■ **WORK ORDER**
Retype all the records below exactly as they are, with no image carried over.
[Opening THE INPUT section]
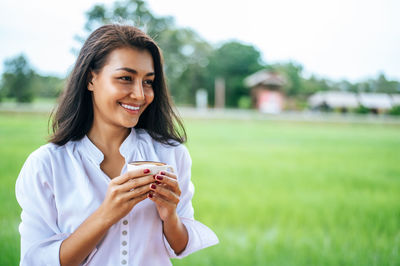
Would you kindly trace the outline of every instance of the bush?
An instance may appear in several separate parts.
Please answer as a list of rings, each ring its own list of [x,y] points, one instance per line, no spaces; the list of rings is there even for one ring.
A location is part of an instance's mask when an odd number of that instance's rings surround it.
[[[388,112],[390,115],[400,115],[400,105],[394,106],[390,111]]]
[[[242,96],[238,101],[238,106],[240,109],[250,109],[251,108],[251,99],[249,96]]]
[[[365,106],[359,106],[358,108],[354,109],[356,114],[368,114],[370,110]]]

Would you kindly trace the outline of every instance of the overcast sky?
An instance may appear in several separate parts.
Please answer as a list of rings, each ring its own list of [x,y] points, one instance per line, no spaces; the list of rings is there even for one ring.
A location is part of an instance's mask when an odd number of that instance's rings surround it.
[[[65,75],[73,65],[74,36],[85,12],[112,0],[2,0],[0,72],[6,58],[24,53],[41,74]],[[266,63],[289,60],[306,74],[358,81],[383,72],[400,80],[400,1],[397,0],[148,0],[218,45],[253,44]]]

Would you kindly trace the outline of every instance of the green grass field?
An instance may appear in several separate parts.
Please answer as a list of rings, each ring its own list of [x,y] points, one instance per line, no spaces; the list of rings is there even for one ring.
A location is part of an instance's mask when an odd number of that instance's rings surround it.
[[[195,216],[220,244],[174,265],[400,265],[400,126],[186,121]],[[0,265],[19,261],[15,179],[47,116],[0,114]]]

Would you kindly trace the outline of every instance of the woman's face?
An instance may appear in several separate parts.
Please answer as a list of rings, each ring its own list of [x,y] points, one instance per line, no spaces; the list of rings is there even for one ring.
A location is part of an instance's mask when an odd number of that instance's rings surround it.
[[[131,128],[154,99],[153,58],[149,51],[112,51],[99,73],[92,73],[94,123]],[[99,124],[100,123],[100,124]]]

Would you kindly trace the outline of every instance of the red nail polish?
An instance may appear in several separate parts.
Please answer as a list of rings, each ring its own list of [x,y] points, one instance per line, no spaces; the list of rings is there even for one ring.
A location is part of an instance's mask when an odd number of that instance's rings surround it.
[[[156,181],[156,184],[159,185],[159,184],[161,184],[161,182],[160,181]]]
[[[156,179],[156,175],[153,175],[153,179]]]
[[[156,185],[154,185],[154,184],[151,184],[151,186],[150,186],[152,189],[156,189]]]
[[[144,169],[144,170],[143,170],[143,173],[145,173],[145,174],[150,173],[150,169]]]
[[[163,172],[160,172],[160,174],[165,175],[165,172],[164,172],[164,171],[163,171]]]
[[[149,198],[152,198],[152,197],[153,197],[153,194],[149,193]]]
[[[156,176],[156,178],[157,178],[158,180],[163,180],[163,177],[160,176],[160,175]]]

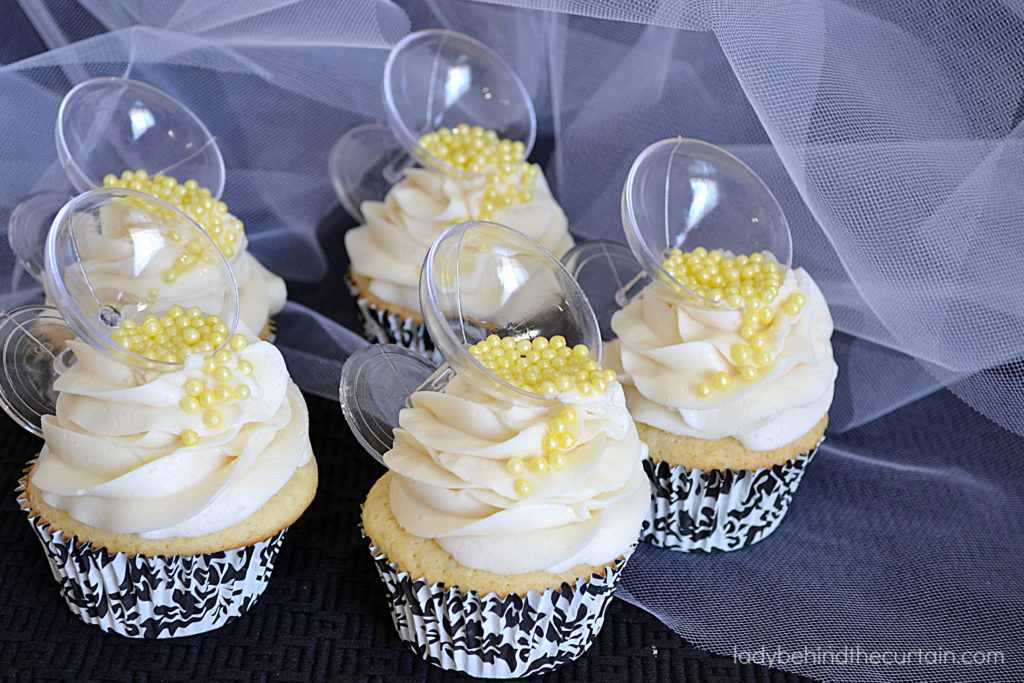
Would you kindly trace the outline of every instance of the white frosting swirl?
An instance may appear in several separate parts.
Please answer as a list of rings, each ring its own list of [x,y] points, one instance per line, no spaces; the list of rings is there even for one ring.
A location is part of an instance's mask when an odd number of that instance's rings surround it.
[Closing THE INPUT section]
■ **ANSWER**
Would you kindly trace the outline of every instance of the bush?
An instance may appear in several separate parts.
Please answer as a list of rings, each ring its own list of [x,y] points, one instance per line, no spaces; the list of rings is there even for one ring.
A location is part of an instance's mask when an odd number of that instance's rings surround it.
[[[388,112],[390,115],[400,115],[400,105],[394,106],[390,111]]]
[[[242,96],[238,101],[238,106],[240,109],[250,109],[251,108],[251,99],[249,96]]]
[[[365,106],[359,106],[358,108],[354,109],[356,114],[368,114],[370,110]]]

Would you kindly trace the outline of every instance of the overcast sky?
An instance may appear in several separate parts.
Please answer as a list of rings, each ring its own list of [x,y] points, one instance per line, no spaces; the list of rings is there even for one ring.
A location is part of an instance's mask when an odd number of that instance's rings surround it.
[[[65,75],[73,65],[74,36],[85,12],[112,0],[2,0],[0,72],[6,58],[24,53],[41,74]],[[266,63],[289,60],[306,74],[358,81],[383,72],[400,80],[400,1],[397,0],[148,0],[218,45],[253,44]]]

Would you kindly trace the outline of every instance of the green grass field?
An instance may appear in several separate parts.
Please answer as a list of rings, each ring its own list of [x,y] points, one instance per line, no spaces; the list of rings is there even for one ring.
A location is part of an instance's mask when an odd number of that instance's rings surround it.
[[[195,216],[220,244],[174,265],[400,265],[400,126],[186,121]],[[0,265],[19,261],[15,179],[47,116],[0,114]]]

Would you kindly trace the outline of every instance of the woman's face?
An instance may appear in several separate parts.
Please answer as a list of rings, each ring its own list of [x,y] points, one instance per line, no spaces; the list of rings is there even for one ring.
A location is part of an instance's mask when an odd number of that instance's rings surround it.
[[[131,128],[154,99],[153,58],[149,51],[112,51],[99,73],[92,73],[94,123]],[[99,124],[100,123],[100,124]]]

Would you kindly trace the outline of every instance of the red nail polish?
An instance may appear in several separate parts.
Please answer as a list of rings, each ring its own list of [x,y] points, one instance per line, no spaces; the list of rings is there even for one ring.
A location is part of an instance's mask when an odd number of that instance's rings surround it.
[[[156,181],[156,184],[159,185],[159,184],[161,184],[161,182],[160,181]]]
[[[156,179],[156,175],[153,175],[153,179]]]
[[[156,185],[154,185],[154,184],[151,184],[151,186],[150,186],[152,189],[156,189]]]
[[[144,169],[144,170],[143,170],[143,173],[145,173],[145,174],[150,173],[150,169]]]
[[[163,172],[160,172],[160,174],[165,175],[165,172],[164,172],[164,171],[163,171]]]
[[[149,198],[152,198],[152,197],[153,197],[153,194],[149,193]]]
[[[156,176],[156,178],[157,178],[158,180],[163,180],[163,177],[160,176],[160,175]]]

Would you kindly trace the outline of every instance of the white frosting swirl?
An instance may appear in several separate parts.
Please answer as a list of rings, each ring its own list of [x,y] points, one instance per line, no spaces; the list of rings is there even for one ring.
A location is part of an instance's mask when an odd number of that instance's rings surround it.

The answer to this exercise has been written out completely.